**Consigne de travail:** Pouvez-vous recopier fidèlement le passage de l'article sur le masque obligatoire qui commence aux mots « Des médecins réclament » et se termine après « l’arrivée d’un vaccin. » ?

**Extrait du document:**

Des médecins réclament le masque obligatoire dans les lieux publics fermés
Des médecins, des experts et des épidémiologistes appellent le gouvernement Legault à rendre le port du masque obligatoire dans les lieux publics fermés ou achalandés, ainsi que dans les espaces extérieurs où la distanciation physique est difficile à respecter. Objectif: éviter une deuxième vague «potentiellement mortelle», en attendant l’arrivée d’un vaccin.
«Si on veut réussir cet assouplissement graduel des mesures de confinement, on n’a pas le choix de mettre tout dans la balance. Advenant une deuxième vague, qui est peut-être inévitable, il faut s’assurer qu’elle soit le plus faible possible, pour pas qu’on recommence tout ça à zéro. Ce serait catastrophique», a martelé jeudi l’ancien député solidaire et microbiologiste de profession, Amir Khadir.
Une coalition formée
Une vingtaine de spécialistes au Québec, dont l’ex-présidente de Médecins Sans Frontières, Joanne Liu, et le chef de l’urgence de l’Institut de cardiologie de Montréal, Alain Vadeboncœur, se joignent au mouvement. Dans les dernières semaines, plusieurs élus municipaux ont réclamé le masque obligatoire dans le métro de Montréal. Mais l’administration Plante a préféré le «recommander fortement», tel qu’il est prescrit par la santé publique.
Sans obligation, l’usage du masque dans la population n’est pas assez significatif, selon M. Khadir, pour qui l’État devrait aussi imposer le port du masque dans les écoles, sauf au niveau primaire.

**Ensemble de données:**
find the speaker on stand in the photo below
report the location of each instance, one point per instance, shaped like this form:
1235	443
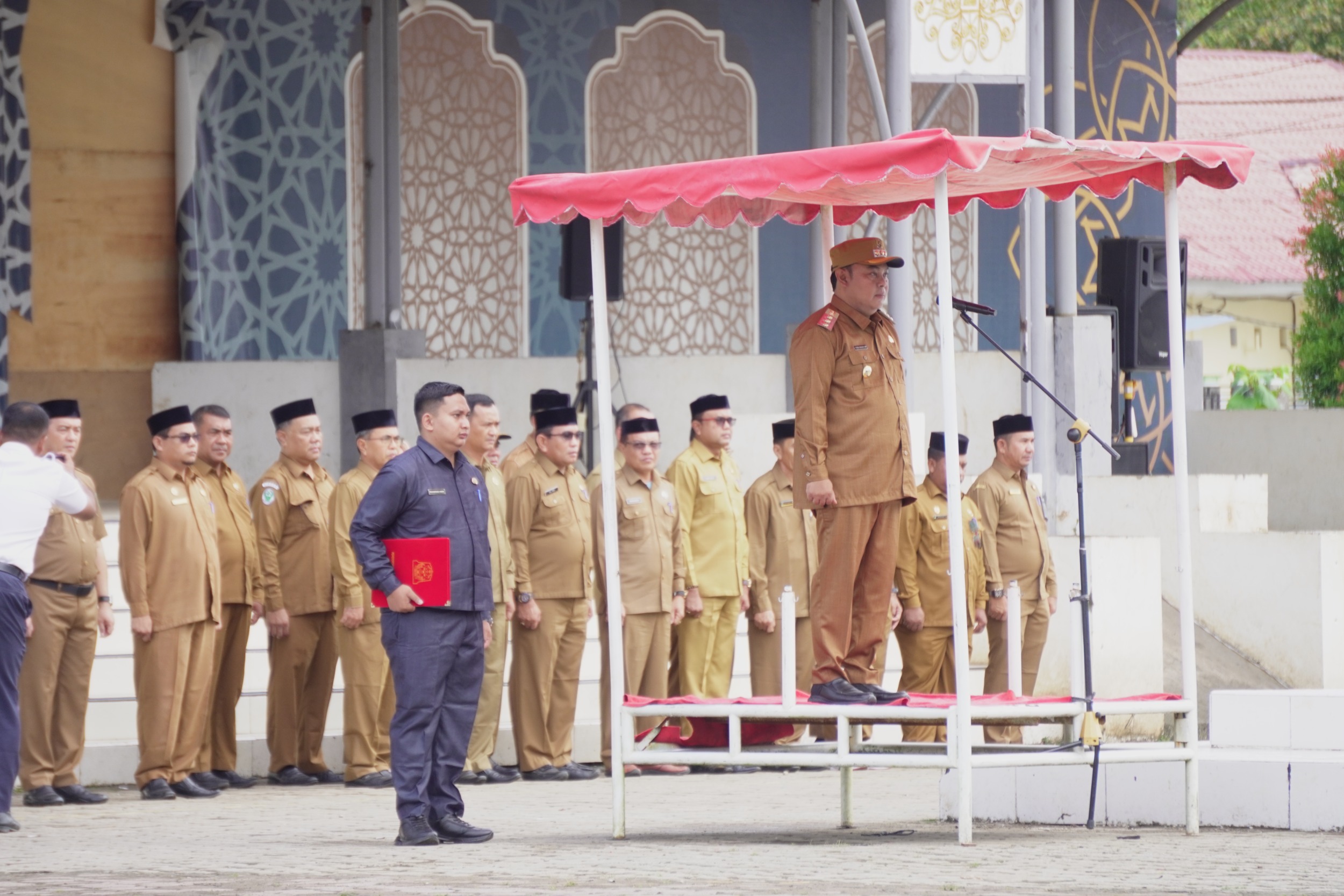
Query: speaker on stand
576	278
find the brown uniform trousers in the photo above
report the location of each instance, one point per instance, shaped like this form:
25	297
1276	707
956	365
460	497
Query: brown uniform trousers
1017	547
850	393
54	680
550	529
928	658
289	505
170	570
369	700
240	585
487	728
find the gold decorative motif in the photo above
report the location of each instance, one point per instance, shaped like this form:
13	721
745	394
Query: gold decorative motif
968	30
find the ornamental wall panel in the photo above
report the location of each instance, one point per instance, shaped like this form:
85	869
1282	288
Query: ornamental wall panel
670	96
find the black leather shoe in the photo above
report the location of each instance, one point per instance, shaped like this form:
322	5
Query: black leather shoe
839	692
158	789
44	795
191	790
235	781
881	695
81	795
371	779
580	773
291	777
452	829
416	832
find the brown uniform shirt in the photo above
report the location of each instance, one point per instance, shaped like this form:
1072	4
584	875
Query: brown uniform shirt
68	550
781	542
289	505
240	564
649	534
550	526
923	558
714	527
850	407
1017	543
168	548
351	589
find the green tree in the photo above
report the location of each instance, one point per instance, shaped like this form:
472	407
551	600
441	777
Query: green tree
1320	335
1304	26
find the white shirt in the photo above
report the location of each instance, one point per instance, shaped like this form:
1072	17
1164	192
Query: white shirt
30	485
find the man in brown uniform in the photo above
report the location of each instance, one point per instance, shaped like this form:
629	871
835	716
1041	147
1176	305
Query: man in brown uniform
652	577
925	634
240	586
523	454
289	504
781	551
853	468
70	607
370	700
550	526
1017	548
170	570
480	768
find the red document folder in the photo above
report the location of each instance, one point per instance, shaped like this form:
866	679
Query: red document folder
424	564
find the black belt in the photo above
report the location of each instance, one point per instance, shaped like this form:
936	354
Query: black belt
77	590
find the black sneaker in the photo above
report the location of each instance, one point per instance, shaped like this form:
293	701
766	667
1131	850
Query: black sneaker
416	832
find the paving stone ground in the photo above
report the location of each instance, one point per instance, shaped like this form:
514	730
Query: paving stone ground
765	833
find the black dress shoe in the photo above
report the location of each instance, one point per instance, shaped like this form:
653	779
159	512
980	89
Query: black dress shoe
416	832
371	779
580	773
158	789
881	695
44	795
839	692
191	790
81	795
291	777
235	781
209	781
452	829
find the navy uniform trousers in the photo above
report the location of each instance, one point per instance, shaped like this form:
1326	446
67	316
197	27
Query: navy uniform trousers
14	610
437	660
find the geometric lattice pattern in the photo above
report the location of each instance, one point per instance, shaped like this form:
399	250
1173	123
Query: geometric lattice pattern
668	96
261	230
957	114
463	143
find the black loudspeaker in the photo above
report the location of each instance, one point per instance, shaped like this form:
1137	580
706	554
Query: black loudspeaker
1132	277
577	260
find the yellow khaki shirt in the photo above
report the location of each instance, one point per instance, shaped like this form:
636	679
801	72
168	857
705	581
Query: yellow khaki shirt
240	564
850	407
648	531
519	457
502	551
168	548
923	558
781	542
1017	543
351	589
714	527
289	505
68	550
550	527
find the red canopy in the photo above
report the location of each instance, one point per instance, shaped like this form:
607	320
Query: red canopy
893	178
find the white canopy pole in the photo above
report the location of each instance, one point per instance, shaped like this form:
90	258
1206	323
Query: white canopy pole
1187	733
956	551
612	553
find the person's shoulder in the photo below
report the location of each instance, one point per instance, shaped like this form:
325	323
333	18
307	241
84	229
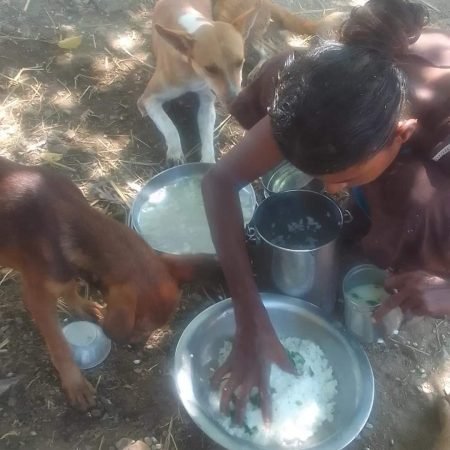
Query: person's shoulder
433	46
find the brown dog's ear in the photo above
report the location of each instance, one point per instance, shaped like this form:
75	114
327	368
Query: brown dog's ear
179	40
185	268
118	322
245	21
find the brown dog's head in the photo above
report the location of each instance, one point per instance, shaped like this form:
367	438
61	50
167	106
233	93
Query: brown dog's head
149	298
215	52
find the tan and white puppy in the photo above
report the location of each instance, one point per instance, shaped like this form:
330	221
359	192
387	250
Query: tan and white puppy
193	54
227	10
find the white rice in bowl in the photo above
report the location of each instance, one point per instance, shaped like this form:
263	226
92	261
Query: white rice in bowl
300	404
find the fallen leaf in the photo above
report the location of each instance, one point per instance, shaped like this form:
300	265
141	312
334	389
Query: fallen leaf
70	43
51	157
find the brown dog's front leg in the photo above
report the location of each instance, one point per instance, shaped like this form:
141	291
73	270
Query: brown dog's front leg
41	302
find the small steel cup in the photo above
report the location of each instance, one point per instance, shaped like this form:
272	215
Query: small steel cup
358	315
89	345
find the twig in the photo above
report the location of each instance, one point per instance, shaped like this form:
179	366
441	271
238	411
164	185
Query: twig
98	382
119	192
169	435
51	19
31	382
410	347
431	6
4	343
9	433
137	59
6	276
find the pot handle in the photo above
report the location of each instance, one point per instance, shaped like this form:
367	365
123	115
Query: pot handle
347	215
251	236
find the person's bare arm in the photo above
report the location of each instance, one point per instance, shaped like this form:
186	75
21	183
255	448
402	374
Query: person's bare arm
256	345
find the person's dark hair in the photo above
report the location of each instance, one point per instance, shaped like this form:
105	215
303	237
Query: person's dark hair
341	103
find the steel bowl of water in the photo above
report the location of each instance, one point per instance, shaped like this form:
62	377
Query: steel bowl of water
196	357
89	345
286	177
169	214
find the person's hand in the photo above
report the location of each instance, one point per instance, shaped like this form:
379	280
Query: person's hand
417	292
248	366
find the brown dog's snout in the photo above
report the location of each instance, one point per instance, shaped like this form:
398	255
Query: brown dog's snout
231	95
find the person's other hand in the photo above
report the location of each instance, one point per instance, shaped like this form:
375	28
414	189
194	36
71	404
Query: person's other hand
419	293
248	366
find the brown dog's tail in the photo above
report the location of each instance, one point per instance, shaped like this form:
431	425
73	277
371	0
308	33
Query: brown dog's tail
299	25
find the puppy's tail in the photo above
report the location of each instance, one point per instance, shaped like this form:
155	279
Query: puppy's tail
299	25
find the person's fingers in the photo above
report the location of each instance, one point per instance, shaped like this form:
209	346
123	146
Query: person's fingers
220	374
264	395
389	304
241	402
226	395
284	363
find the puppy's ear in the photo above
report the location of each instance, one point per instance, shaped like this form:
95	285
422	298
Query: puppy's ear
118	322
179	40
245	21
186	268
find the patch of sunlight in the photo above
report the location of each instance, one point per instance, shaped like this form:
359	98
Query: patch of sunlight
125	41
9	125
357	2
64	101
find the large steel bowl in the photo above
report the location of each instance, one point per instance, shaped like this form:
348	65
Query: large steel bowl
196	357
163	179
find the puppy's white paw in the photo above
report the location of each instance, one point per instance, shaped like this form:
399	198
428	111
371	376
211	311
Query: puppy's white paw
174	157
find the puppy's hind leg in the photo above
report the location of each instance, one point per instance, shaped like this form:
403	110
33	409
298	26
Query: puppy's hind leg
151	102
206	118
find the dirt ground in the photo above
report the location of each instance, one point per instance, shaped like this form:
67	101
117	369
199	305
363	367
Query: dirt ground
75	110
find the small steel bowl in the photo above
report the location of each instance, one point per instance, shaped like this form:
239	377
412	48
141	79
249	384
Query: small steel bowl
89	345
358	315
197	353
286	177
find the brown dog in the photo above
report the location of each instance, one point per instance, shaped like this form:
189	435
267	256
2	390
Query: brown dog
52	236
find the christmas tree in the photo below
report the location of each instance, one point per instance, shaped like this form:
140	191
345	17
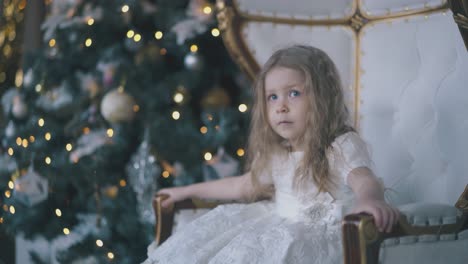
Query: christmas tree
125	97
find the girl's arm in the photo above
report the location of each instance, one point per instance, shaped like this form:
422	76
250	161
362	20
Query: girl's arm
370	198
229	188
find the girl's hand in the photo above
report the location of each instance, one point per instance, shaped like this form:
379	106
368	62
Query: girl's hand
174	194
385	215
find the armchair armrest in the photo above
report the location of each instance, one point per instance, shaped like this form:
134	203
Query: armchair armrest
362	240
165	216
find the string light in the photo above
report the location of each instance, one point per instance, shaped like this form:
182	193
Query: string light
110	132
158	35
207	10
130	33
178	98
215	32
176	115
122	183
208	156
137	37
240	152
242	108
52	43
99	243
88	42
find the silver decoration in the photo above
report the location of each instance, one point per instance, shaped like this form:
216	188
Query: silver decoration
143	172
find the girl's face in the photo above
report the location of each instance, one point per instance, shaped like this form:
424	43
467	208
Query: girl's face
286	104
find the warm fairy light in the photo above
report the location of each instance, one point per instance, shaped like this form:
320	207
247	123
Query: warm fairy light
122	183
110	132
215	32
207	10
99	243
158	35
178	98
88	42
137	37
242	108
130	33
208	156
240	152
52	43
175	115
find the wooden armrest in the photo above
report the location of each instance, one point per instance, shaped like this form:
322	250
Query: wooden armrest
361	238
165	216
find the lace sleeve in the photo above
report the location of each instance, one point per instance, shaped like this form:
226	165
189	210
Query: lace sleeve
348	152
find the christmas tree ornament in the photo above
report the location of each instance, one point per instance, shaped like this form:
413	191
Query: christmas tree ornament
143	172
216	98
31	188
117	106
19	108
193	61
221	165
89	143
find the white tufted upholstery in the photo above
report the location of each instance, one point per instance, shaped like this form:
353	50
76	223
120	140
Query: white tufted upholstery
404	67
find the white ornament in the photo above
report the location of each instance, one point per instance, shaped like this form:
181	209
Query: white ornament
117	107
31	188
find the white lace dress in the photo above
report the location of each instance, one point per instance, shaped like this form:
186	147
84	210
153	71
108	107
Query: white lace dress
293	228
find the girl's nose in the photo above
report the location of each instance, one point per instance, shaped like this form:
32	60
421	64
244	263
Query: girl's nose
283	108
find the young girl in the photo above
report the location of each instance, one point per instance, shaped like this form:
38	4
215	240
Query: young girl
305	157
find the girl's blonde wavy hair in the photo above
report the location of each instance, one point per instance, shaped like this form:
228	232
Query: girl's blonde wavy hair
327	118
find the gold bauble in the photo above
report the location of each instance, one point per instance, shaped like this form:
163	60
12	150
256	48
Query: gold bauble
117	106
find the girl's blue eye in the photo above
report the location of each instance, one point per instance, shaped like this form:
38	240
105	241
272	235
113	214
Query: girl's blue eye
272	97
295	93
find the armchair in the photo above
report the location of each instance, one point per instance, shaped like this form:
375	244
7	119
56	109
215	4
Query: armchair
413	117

**Réponse finale:**
Des médecins réclament le masque obligatoire dans les lieux publics fermés
Des médecins, des experts et des épidémiologistes appellent le gouvernement Legault à rendre le port du masque obligatoire dans les lieux publics fermés ou achalandés, ainsi que dans les espaces extérieurs où la distanciation physique est difficile à respecter. Objectif: éviter une deuxième vague «potentiellement mortelle», en attendant l’arrivée d’un vaccin.